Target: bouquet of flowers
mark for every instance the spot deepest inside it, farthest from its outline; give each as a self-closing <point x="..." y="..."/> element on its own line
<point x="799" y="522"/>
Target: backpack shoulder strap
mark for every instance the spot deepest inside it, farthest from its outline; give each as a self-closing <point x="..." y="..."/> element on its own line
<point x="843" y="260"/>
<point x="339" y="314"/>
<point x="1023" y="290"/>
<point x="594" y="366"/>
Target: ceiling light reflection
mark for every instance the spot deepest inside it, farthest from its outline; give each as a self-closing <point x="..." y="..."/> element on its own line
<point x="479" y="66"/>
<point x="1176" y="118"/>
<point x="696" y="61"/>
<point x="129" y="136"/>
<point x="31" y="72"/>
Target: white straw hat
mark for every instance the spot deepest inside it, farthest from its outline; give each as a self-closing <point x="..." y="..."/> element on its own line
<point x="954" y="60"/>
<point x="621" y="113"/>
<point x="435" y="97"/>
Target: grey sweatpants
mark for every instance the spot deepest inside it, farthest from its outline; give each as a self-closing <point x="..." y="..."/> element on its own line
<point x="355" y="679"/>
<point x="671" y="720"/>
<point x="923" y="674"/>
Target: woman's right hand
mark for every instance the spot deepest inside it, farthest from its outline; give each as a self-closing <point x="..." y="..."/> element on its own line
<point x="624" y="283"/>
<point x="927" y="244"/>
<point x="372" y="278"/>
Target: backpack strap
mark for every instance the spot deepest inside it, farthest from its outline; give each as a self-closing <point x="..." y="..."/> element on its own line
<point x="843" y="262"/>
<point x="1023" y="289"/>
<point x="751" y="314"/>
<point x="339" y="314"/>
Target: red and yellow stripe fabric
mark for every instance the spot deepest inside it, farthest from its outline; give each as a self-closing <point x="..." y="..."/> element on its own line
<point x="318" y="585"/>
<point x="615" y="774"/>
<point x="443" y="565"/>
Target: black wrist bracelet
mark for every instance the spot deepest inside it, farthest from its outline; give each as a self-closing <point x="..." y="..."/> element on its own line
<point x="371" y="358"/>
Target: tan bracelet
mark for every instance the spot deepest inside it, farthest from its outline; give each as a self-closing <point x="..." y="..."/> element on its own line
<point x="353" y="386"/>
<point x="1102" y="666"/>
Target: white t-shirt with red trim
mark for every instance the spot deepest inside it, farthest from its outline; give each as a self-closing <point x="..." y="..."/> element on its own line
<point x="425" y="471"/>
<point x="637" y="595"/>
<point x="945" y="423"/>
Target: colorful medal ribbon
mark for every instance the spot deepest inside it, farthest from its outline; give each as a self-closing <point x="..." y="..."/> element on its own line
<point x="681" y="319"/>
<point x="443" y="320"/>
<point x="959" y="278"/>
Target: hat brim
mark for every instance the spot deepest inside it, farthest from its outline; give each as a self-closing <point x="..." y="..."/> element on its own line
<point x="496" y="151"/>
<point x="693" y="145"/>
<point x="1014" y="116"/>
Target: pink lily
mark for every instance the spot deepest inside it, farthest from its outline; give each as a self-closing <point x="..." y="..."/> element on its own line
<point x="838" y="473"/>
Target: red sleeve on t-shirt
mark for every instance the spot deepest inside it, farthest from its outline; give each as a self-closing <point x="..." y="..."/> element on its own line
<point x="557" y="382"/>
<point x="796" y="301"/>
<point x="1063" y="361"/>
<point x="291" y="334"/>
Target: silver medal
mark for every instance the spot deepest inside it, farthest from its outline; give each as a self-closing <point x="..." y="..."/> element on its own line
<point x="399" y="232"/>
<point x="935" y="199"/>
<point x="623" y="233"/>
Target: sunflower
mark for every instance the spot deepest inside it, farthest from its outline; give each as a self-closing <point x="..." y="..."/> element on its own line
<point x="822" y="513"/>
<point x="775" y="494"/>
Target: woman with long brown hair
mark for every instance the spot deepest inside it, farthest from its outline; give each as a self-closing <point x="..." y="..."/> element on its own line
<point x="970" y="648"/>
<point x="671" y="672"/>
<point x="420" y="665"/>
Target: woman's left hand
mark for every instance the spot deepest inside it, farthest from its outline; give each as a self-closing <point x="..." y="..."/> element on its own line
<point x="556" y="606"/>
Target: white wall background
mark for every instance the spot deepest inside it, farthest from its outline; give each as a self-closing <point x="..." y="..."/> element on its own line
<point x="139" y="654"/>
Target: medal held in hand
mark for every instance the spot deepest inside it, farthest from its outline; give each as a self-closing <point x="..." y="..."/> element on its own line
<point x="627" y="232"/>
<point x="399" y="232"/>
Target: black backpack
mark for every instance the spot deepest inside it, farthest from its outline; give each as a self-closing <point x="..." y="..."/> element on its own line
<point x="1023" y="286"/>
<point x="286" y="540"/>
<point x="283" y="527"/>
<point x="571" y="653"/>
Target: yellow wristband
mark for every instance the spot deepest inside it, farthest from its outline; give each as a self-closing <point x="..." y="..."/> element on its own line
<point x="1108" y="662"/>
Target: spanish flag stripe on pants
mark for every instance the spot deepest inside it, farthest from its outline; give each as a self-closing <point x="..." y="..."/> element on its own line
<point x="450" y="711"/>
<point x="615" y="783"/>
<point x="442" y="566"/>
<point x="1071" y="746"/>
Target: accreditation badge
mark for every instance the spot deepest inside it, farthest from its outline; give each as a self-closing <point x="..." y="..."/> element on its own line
■ ■ ■ ■ ■
Goal of the exercise: Reproduce every line above. Keep it exact.

Result of the exercise:
Target: bouquet of flowers
mark for every instance the spot deepest inside it, farthest from its outline; give each as a self-closing <point x="..." y="..."/> element on its own line
<point x="799" y="522"/>
Target: backpack shoulder strap
mark for every instance the spot deepest inside it, farthest from its outline; give each as a self-closing <point x="..." y="..."/> element on its own line
<point x="843" y="260"/>
<point x="339" y="314"/>
<point x="1023" y="290"/>
<point x="594" y="366"/>
Target: ceiling light reflection
mark for every instance the spot deepest inside it, farthest from its outline; give each as a self-closing <point x="..." y="..."/> element on its own line
<point x="479" y="66"/>
<point x="1176" y="118"/>
<point x="696" y="61"/>
<point x="129" y="136"/>
<point x="31" y="72"/>
Target: white straw hat
mark for every instance the spot deepest inside it, farthest from its outline; give each as a self-closing <point x="..." y="..."/> element on its own line
<point x="954" y="60"/>
<point x="621" y="113"/>
<point x="435" y="97"/>
Target: grey sweatpants
mark for every instance the spot deepest inside it, farthest from its outline; give each as a self-closing <point x="..." y="..."/> element on its own line
<point x="355" y="679"/>
<point x="671" y="720"/>
<point x="923" y="674"/>
Target: woman's right hand
mark for every instance the spot deepest inside it, farthest from its outline; give each as a self-closing <point x="..." y="..."/> element on its own line
<point x="624" y="283"/>
<point x="927" y="244"/>
<point x="372" y="278"/>
Target: backpack strap
mark for every instance the spot deepest inside it, farthest from its outline; give each as a self-closing <point x="..." y="..."/> element on its own line
<point x="843" y="262"/>
<point x="1023" y="289"/>
<point x="751" y="314"/>
<point x="339" y="314"/>
Target: red and yellow stripe fabric
mark for every instance the spot deepest inside it, farthest from its outline; give each as a self-closing <point x="..." y="..."/> element on its own line
<point x="318" y="585"/>
<point x="615" y="774"/>
<point x="443" y="565"/>
Target: black wrist bracelet
mark for every instance the spot deepest inside it, farthest from its outline; give each as a self-closing <point x="..." y="..."/> element on its own line
<point x="371" y="358"/>
Target: tan bracelet
mark for every instance the spot deepest inside it, farthest from its outline; give each as a self-closing <point x="..." y="..."/> element on its own line
<point x="353" y="386"/>
<point x="1102" y="666"/>
Target: white t-shirt with red trim
mark for every instance the spot deepest inside it, farthest from its outline; give each as a self-closing <point x="..." y="..."/> element on its own line
<point x="425" y="471"/>
<point x="637" y="595"/>
<point x="945" y="423"/>
Target: colorful medal ribbon
mark for every instance the spot deepest inside it, farthest from its outline; give each as a self-closing <point x="..." y="..."/> element on its own line
<point x="681" y="319"/>
<point x="443" y="320"/>
<point x="959" y="278"/>
Target: hat brim
mark for every instance the spot deepest inside it, farthest from its outline; give each as a self-closing <point x="..." y="..."/> element on its own line
<point x="496" y="151"/>
<point x="693" y="145"/>
<point x="1014" y="116"/>
Target: pink lily
mark for every instance the spot deepest inside it, farthest from its outline; give each as a self-closing <point x="..." y="..."/> element on its own line
<point x="838" y="473"/>
Target: red sleeve on t-shirt
mark for every instance the spot deepest inside it, farthest from its outline; give each as a self-closing <point x="..." y="..."/> element on its own line
<point x="557" y="382"/>
<point x="796" y="301"/>
<point x="1063" y="361"/>
<point x="291" y="334"/>
Target: silver medal
mark for every instance the spot deepest inside it, farthest from its outline; give each as a self-closing <point x="..." y="..."/> element on its own line
<point x="399" y="232"/>
<point x="935" y="199"/>
<point x="623" y="233"/>
Target: sunflower
mark for every instance the spot deepest inside it, farthest from its outline; give each as a self-closing <point x="..." y="..."/> element on its own line
<point x="822" y="513"/>
<point x="775" y="494"/>
Target: woman with long brown hair
mark for every instance the spot deepest inside it, farthest from its outline; give each as a self-closing <point x="..." y="..."/> element on its own line
<point x="970" y="648"/>
<point x="671" y="672"/>
<point x="420" y="665"/>
Target: woman's left hand
mark for every instance the spot deepest inside it, farthest from its outline; give each as a self-closing <point x="..." y="..."/> element on its own line
<point x="556" y="606"/>
Target: white wall background
mark for every instance the spot deepest inside it, farthest from its outline; give each as a self-closing <point x="..." y="..."/> element on its own line
<point x="139" y="654"/>
Target: medal held in hand
mark for every instance the spot deepest inside it, farthest from its outline; give each as a self-closing <point x="..." y="..."/> element on its own line
<point x="627" y="232"/>
<point x="399" y="232"/>
Target: black backpack
mark for every instance the spot deepest inside it, farthest from its outline; give each as a self-closing <point x="..." y="..."/> element on its own line
<point x="1023" y="286"/>
<point x="286" y="540"/>
<point x="283" y="527"/>
<point x="571" y="653"/>
Target: yellow wristband
mark for every instance the spot deepest inside it, farthest from its outline; give each as a self-closing <point x="..." y="..."/> element on its own line
<point x="1108" y="662"/>
Target: spanish flag stripe on pants
mark for every instance the spot deepest inside it, farthest from its outline; give each as a self-closing <point x="..." y="..."/> element on its own line
<point x="450" y="711"/>
<point x="615" y="783"/>
<point x="442" y="566"/>
<point x="1071" y="746"/>
Target: accreditation badge
mark for every instance the spot deepest inside it, farthest from its outline; give each as a self-closing <point x="..." y="..."/> element on its own line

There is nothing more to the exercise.